=== TASKS AND EXERCISES ===
a. Translate this sentence from the excerpt on COVID-19 transmission estimates into Spanish: "In other words, we believe the trends we observe in our estimates are real even if the estimates are not exact."
b. Continue the excerpt on COVID-19 transmission estimates from its last sentence.

=== EXCERPT TO READ ===
+ + + +

There are a number of sources of potential bias in our analysis. Mortality data may reflect more robust and consistent reporting of the underlying process than case data, given well-described issues in testing availability and state-specific ability to process tests. However daily mortality counts may also be under-reported, and there will be greater variability in the lags between the infection process we seek to model and this measured outcome. Based on data available to date, we assume stochastic lag determined by empirically estimated distributions for duration of COVID-19 illness in our correlations between NPIs and mortality [24, 25, 26, 27]. Simulations suggest lagged mortality data is best for reducing bias in estimates Re [27].
The serial interval (or average time separating individuals in chains of transmission) may extend after herd immunity is reached as a result of the depletion of susceptible individuals, and this may amplify biases due to the distribution in lags separating infection and mortality [28, 29, 26]. In supposing a lag distribution in our correlations between NPIs and morality; implicitly, we are assuming this is the average time until a fatal outcome. Known estimates support this, however, there is a large degree of variability [24, 25, 27]. Estimates of transmission rate from mortality data may be biased when compared to well-observed incidence data. Higher estimates of Re from death data fit what we know about limited testing early in the epidemic. In the absence of standardized and rigorous testing, mortality data likely present the most accurate source of county-level data available. Deaths as a lagged proxy for incidence should be less affected by the complicated reality of testing, though subject to its own set of caveats (e.g. high transmissibility in nursing homes may artificially inflate Re estimates).
Given all these complexities, our estimates of Re and the magnitude of reductions may not be precise; even so, we believe the estimated reductions in Re are qualitatively robust. In other words, we believe the trends we observe in our estimates are real even if the estimates are not exact. Research using more sophisticated and exact theoretical methods is ongoing and likely to provide deeper, and more exact, estimates of transmission [8]. Finally, confounding, and unanalyzed factors, such as underlying health conditions and / or under-reporting were not considered in our analysis and may bias our estimates at the county-level. Heterogeneities at the state and county levels not included in our analysis such as age structure, contact structure, policy reinforcement, and policy adherence may explain some of the variability in the estimated impact of each state action.
Importantly, while these results add evidence to the effectiveness of NPIs in curbing transmission, they can only be interpreted in the context of interventions to date. Most crucially, these results do not provide a pathway to reopening business, counties, or states. The reduction in transmission associated with moving from no to high intervention, for example, does not necessarily imply an increase in equal transmission as interventions are lifted. Quantifying and predicting increases in transmission rate with various measures may be best accomplished in the realm of mechanistic models. Instead, our results provide a measure to assess control measures and may provide a framework for assessing longer-term mitigation strategies such as adaptive triggering of control measures [9, 7].
Finally, we stress that in many ways our results are limited by our geographic unit of analysis. We utilize county level data because we believe the assumption of uniform mixing is more realistic at the county level as opposed to the state level. However, we know that often county borders are administrative and arbitrary with respect to human movement. In an ideal world, the unit of analysis would be reflective of human contact patterns. Many metro areas are split across several counties, limiting our ability to assess the impacts of local population density versus commuting behaviors. In order to best model, predict, and control the spread of infectious disease, a new epidemiologically-informed data collection scheme should be instituted.

+ + + +

=== EXTRACTED DATA ===

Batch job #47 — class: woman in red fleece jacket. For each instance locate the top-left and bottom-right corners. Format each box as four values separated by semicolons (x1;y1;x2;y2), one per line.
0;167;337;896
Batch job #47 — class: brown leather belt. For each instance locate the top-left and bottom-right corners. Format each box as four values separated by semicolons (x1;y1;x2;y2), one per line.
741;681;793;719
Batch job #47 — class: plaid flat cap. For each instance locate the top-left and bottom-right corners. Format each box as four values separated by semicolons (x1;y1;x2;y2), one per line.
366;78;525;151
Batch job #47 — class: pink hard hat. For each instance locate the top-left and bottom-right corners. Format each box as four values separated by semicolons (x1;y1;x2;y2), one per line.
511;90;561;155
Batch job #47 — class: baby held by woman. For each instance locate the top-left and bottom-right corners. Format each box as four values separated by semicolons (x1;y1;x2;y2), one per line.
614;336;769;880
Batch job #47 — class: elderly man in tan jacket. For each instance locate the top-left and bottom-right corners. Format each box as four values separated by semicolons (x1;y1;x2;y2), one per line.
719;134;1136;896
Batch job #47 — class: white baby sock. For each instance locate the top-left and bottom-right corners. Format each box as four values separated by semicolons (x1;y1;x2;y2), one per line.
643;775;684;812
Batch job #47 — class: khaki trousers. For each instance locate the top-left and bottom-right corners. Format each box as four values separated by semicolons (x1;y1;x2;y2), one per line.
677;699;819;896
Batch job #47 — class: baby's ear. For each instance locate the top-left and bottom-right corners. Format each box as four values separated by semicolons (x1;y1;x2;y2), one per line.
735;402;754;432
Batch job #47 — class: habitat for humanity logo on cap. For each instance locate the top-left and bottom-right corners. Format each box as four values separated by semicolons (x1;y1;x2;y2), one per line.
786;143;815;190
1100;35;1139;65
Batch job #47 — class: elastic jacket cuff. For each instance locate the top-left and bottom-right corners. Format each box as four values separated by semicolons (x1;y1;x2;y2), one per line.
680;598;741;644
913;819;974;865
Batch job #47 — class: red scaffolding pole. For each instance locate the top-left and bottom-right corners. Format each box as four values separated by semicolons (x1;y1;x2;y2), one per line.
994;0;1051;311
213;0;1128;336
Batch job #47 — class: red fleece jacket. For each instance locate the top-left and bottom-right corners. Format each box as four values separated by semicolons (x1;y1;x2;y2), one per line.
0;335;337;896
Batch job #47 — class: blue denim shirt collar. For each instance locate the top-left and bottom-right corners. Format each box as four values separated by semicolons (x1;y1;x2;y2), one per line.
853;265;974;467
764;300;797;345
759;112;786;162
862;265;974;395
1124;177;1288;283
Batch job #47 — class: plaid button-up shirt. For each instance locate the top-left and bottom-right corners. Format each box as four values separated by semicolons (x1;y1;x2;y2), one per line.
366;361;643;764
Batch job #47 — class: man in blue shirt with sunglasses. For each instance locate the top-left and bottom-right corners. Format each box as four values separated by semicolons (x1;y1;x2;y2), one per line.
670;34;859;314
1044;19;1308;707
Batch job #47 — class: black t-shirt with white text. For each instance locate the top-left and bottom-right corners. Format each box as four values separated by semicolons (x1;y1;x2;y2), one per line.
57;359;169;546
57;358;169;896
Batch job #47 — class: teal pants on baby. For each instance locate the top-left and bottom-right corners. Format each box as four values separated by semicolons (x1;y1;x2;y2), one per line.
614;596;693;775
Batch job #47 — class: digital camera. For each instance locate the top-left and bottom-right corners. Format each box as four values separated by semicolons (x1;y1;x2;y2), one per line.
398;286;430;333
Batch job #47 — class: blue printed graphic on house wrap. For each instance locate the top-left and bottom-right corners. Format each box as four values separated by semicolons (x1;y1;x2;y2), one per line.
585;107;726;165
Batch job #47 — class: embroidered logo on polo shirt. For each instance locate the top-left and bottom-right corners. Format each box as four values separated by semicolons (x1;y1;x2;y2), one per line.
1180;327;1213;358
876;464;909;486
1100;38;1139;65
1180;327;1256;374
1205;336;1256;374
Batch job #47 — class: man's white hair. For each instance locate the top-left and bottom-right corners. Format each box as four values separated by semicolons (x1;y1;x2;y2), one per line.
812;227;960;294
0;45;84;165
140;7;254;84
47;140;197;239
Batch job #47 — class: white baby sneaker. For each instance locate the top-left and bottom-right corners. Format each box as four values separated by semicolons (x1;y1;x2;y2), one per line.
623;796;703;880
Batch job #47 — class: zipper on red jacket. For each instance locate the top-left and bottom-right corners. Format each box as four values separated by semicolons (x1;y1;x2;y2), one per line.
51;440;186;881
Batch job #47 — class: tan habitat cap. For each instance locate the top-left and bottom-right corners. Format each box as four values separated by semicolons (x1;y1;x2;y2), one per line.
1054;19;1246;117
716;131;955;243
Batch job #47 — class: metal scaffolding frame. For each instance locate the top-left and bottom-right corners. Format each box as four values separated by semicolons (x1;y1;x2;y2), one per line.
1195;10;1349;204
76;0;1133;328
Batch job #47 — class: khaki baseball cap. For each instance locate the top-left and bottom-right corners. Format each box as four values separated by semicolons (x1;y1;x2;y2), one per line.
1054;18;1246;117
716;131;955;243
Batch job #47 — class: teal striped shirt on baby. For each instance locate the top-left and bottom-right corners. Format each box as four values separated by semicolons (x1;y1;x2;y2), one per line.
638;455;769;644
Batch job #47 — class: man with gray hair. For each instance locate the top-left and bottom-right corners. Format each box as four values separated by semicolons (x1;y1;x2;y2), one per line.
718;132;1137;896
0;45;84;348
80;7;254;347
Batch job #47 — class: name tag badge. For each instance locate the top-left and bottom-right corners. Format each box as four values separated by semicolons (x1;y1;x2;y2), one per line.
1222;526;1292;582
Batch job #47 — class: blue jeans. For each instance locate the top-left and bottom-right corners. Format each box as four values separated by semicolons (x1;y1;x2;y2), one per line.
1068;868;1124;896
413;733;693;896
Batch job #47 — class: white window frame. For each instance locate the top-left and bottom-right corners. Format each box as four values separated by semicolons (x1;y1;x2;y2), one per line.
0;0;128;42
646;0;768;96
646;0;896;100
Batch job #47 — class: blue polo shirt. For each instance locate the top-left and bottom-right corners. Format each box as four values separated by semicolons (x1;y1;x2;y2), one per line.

+ + + +

=== ANSWERS BY TASK ===
a. En otras palabras, creemos que las tendencias que observamos en nuestras estimaciones son reales aunque las estimaciones no sean exactas.

b.
Despite these limitations in both analysis and implications, these results quantify the role of NPIs in reducing COVID-19 transmission, an important step in maintaining and improving interventions. Our findings may be used by public health officials to understand their response to date and to inform future efforts.
4 Methods and Materials
4.1 Early estimates of transmission
To investigate the impact of local heterogeneities in contact rates vis-a-vis population density, we examine early stage epidemics before any state actions were taken. We limit our analysis to deaths which occurred before April 15, 2020 and were therefore likely attributable to the period before any social distancing orders were put into effect. We use the early, exponential growth phase of the epidemic to calculate R0 from the growth rate. We use the R0 R package, specifically the function estimate.R with the exponential growth option [15]. From the definition of R0, it can be shown that, where g(a) is the generation interval distribution. We assume, consistent with previous research [30, 29], that the generation interval is distributed gamma with mean 4.8 days and standard deviation 2.3 days. We can obtain r by finding the slope of the logged recovered incidence data [28].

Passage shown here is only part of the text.